+++ RECORDED DATA +++
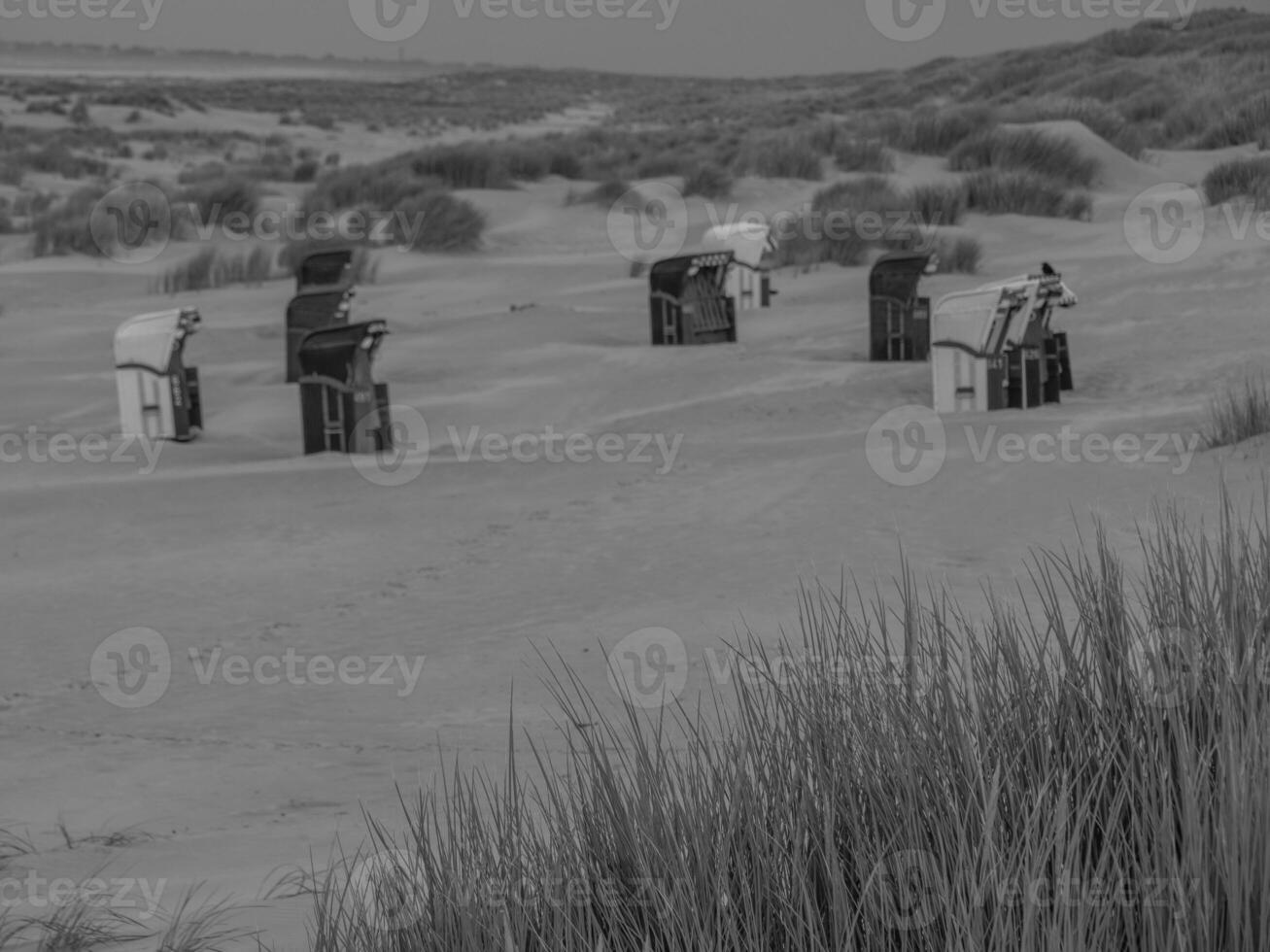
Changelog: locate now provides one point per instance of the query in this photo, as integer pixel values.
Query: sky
(682, 37)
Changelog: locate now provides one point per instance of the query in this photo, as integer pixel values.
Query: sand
(238, 543)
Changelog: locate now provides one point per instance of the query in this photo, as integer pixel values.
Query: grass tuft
(1238, 414)
(897, 774)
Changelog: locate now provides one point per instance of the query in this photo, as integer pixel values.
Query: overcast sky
(700, 37)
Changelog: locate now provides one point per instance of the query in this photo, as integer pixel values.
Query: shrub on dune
(1240, 178)
(1248, 123)
(993, 191)
(939, 203)
(66, 227)
(216, 268)
(781, 157)
(1026, 150)
(863, 155)
(1238, 414)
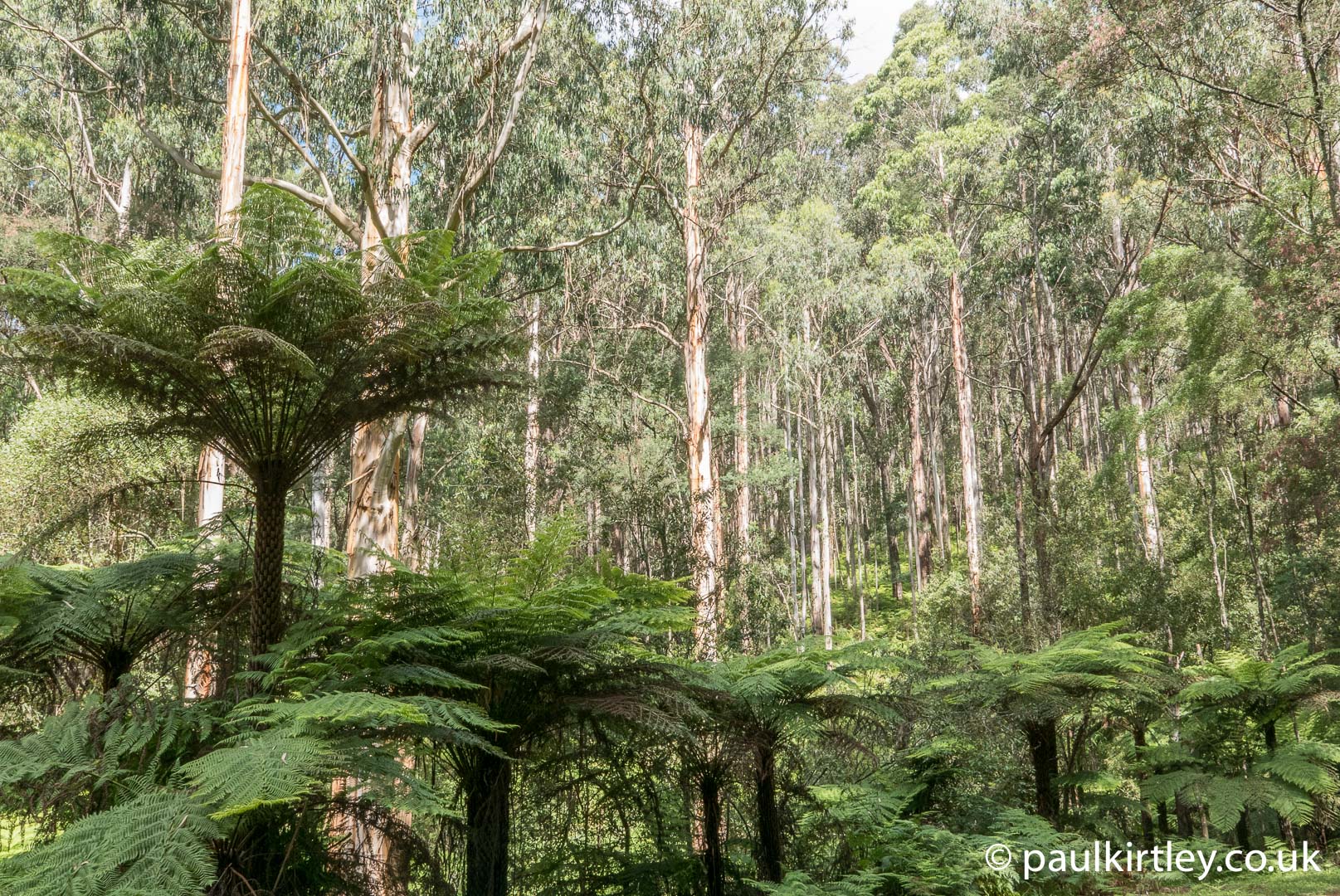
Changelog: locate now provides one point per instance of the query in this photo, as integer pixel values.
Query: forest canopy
(544, 446)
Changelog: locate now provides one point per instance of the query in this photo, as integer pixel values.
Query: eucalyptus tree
(263, 348)
(723, 83)
(928, 107)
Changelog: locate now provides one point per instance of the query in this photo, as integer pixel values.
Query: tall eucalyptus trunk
(211, 470)
(704, 499)
(967, 448)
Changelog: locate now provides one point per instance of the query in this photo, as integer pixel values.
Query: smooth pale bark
(320, 508)
(1152, 534)
(1026, 610)
(376, 451)
(414, 548)
(231, 183)
(925, 555)
(124, 204)
(1220, 575)
(826, 527)
(532, 422)
(211, 470)
(740, 396)
(816, 549)
(967, 448)
(741, 510)
(374, 514)
(704, 501)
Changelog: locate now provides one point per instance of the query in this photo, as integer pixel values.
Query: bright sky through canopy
(874, 23)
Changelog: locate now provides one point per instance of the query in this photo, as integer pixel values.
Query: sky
(873, 34)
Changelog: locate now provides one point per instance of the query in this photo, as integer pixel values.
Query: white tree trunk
(532, 423)
(705, 508)
(967, 448)
(211, 472)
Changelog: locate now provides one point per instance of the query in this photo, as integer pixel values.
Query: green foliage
(156, 844)
(272, 353)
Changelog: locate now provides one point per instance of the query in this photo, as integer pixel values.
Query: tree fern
(156, 844)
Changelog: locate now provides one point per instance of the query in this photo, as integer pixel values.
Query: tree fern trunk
(713, 863)
(267, 612)
(488, 806)
(769, 820)
(1041, 747)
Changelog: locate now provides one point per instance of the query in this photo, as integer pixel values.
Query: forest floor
(1324, 883)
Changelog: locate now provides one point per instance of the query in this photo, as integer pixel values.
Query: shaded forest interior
(546, 446)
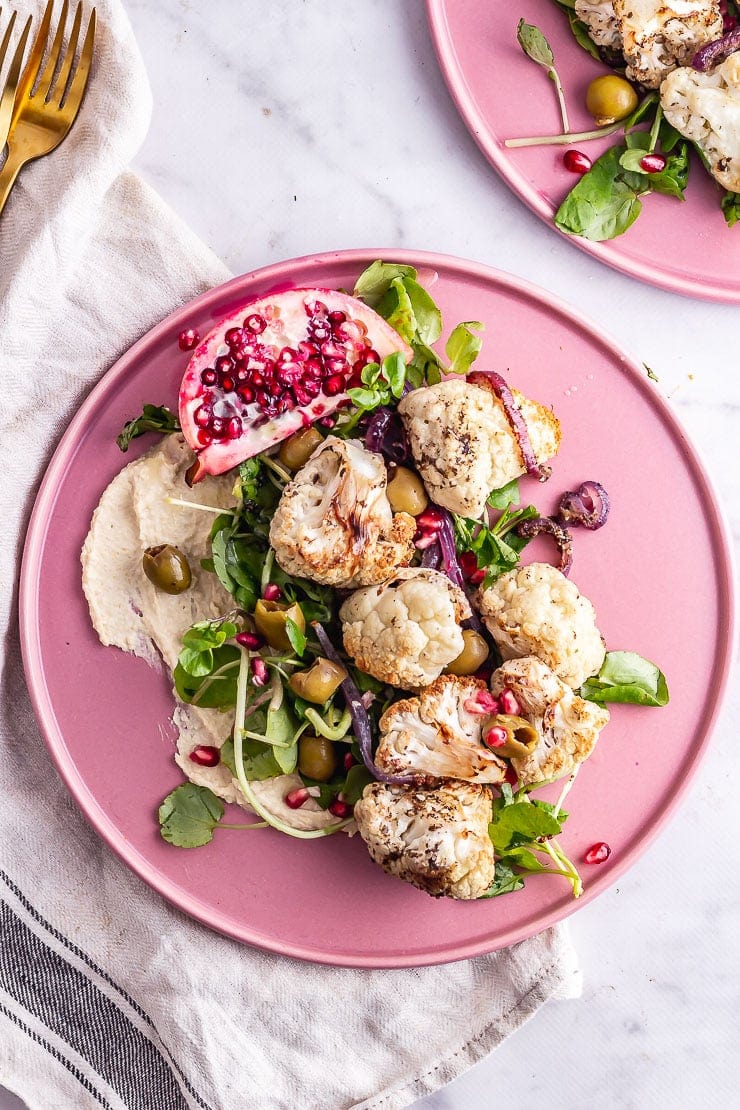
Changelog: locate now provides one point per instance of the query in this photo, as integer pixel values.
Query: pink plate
(502, 94)
(105, 716)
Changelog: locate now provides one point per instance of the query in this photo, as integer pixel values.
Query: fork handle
+++
WHAT TO PRODUCE: What is wanted is a word-for-word restatement of the entries, without their images.

EXERCISE RESPONSE:
Changelog: locate now provides one point per instance of the query in this photo, as integer pixel values.
Query: sky
(682, 37)
Changelog: locate now provides one point per instance of the query in this photo, as integer pixel values.
Query: sand
(238, 543)
Changelog: locate now provides one point per instance of the query in this photo, as integer pixel values.
Query: grass tuft
(1238, 414)
(897, 774)
Changelog: locate now provides one point per instance of the query in this photo, as integer pixel values.
Query: overcast sky
(700, 37)
Changelog: locate now provides one point per instance of the query in this photo, as integer pixel values.
Query: shrub on dune
(1240, 178)
(1248, 123)
(993, 191)
(939, 203)
(66, 227)
(216, 268)
(781, 157)
(1026, 150)
(863, 155)
(1238, 414)
Changelog: locate now provides one point per instance of the query in this photo, as integer pixel values.
Query: forest canopy
(544, 446)
Changelog: locate now provides one point per instance of the query in this photo, as integer pixel values.
Query: eucalyptus tree
(263, 348)
(723, 83)
(928, 107)
Changelog: locate now provides one point per instance of the query in this photo, as integer pixel values.
Query: tall eucalyptus trunk
(211, 470)
(704, 499)
(967, 448)
Changelog: locate now provides one point per instance of the query in this photo, as integer pixel values.
Query: smooth pale bark
(320, 508)
(1152, 534)
(1026, 610)
(376, 451)
(414, 548)
(231, 183)
(925, 555)
(124, 204)
(1220, 575)
(826, 527)
(532, 422)
(211, 470)
(740, 396)
(816, 549)
(967, 448)
(741, 510)
(374, 514)
(704, 501)
Changelog: locate now provides one point per instance of the query in this photo, as integer pixel values.
Query: bright sky through canopy
(874, 23)
Changelog: locate now provides one point per instance of the query in this photo, as integer pixel values.
Query: sky
(873, 34)
Changelog: locate now provides one point per instance of the query in this photo, as integer pixel values.
Query: white tree trunk
(532, 423)
(705, 508)
(967, 448)
(211, 472)
Changelog: locate now provides one point per instance of the query in this photo, as integer pixel values.
Query: green foliage
(156, 844)
(272, 353)
Changelog: locate now provides one point per instance of the query in this photo, as integer pixel values.
Query: tree fern
(156, 844)
Changelog: locate now provides one point per instance of the query in this photo, as integer pixel values.
Query: tree fern trunk
(713, 863)
(267, 612)
(488, 806)
(769, 820)
(1041, 747)
Changelog: locate now provides one point per instance of the query in this photo, as integer pixel values.
Query: forest floor
(1324, 883)
Changelog: locate now provides one point per instance of the query in this photo, as integer pixel values.
Query: shaded forest interior
(546, 446)
Changelog: locate now provides one point per instance of the query in this photo, as integer pixel values.
Query: pink plate
(502, 94)
(105, 716)
Changelog: locate now provides one point per instance of the query in this photo, as integer pixel values.
Query: fork handle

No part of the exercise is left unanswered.